--- START ---
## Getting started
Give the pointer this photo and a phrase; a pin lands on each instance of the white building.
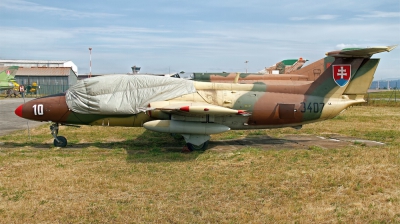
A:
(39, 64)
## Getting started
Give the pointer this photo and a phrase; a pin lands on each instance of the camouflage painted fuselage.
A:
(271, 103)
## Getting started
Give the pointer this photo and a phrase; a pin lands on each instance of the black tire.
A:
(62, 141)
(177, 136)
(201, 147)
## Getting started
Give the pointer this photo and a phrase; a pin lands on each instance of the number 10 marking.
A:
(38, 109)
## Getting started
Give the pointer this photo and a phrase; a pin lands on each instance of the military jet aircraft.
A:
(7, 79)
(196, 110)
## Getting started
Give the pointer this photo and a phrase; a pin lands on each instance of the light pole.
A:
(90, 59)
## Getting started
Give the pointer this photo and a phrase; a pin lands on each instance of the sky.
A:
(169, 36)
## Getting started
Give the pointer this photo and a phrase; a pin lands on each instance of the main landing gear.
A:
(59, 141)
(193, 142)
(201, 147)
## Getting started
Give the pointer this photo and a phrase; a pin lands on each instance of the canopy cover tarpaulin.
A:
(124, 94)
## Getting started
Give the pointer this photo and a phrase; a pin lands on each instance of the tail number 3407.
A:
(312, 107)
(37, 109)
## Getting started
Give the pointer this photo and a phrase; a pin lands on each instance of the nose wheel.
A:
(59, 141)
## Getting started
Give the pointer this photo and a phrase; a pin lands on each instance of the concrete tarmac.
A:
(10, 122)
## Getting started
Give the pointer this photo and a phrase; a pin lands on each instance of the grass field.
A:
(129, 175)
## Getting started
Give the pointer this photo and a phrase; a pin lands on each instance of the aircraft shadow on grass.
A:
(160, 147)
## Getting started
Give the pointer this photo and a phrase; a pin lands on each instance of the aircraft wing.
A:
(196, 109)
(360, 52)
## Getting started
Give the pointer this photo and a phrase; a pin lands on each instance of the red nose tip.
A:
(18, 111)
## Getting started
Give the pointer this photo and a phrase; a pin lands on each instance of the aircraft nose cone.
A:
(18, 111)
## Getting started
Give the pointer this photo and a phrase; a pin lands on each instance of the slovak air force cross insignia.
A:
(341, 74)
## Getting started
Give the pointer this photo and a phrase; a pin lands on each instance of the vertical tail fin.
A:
--- END ---
YOUR ASSIGNMENT :: Retype word for word all the material given above, and keep the pictures out.

OUTPUT FOR THIS EXERCISE ::
## Getting started
Give the pointer this photo and a phrase; a pin lands on each instance of the white building.
A:
(39, 64)
## Getting started
Give the pointer this photo and a phrase; a pin lands on each instance of the camouflage painted fuselage.
A:
(271, 103)
## Getting started
Give the pointer this photo and a phrase; a pin lands on each instance of the black tire.
A:
(62, 141)
(177, 136)
(201, 147)
## Getting started
Give the pointer this photo and a phrase; a pin lands on each instance of the number 10 marking.
A:
(38, 109)
## Getting started
Give the pointer this photo and a phrase; a pin lands on each instance of the military jet aircraft.
A:
(7, 79)
(196, 110)
## Getting started
Give the pointer this photo and a phrase; a pin lands on each instance of the light pole.
A:
(90, 59)
## Getting started
Give the pointer this photo and a phrase; a pin lands on each instance of the sky.
A:
(169, 36)
## Getting started
Give the pointer this photo and a phrase; a pin lands on each instance of the main landing gear.
A:
(59, 141)
(193, 142)
(201, 147)
## Getting started
Give the pointer this photo and a phrase; a pin lands on each instance of the canopy cover tarpaulin.
A:
(124, 94)
## Getting started
Give the pointer this photo and a phrase; a pin lands on each instance of the tail number 3407.
A:
(312, 107)
(37, 109)
## Getting started
Give the pointer this photo and a phrase; a pin lands on each instance of the nose wheel.
A:
(59, 141)
## Getting started
Give the pointer this photo and a phrase; a pin lands on each instance of the concrete tarmac.
A:
(10, 122)
## Getting started
Give the pointer this photo and a phrase; a pin lands on each instance of the grass field.
A:
(129, 175)
## Getting started
Give the pointer this photo and a phrase; a pin lands on each instance of the aircraft shadow on grass.
A:
(160, 147)
## Getting started
Give the pointer this photo and a phrase; a pin lands on each instance of the aircraft wing.
A:
(196, 109)
(360, 52)
## Getting started
Give the pointer this photo and a phrase; a pin lands on each instance of the red nose tip.
A:
(18, 111)
## Getting started
Give the pointer this photo and a phrase; a pin lands on each instance of the aircraft nose cone.
A:
(18, 111)
## Getting started
Give the pointer this photo and a phrase; a pin lands on each instance of the slovak air force cross insignia.
A:
(341, 74)
## Getting started
Give the pointer this photo and a phrase; a pin lands on each instance of the vertical tail fin.
A:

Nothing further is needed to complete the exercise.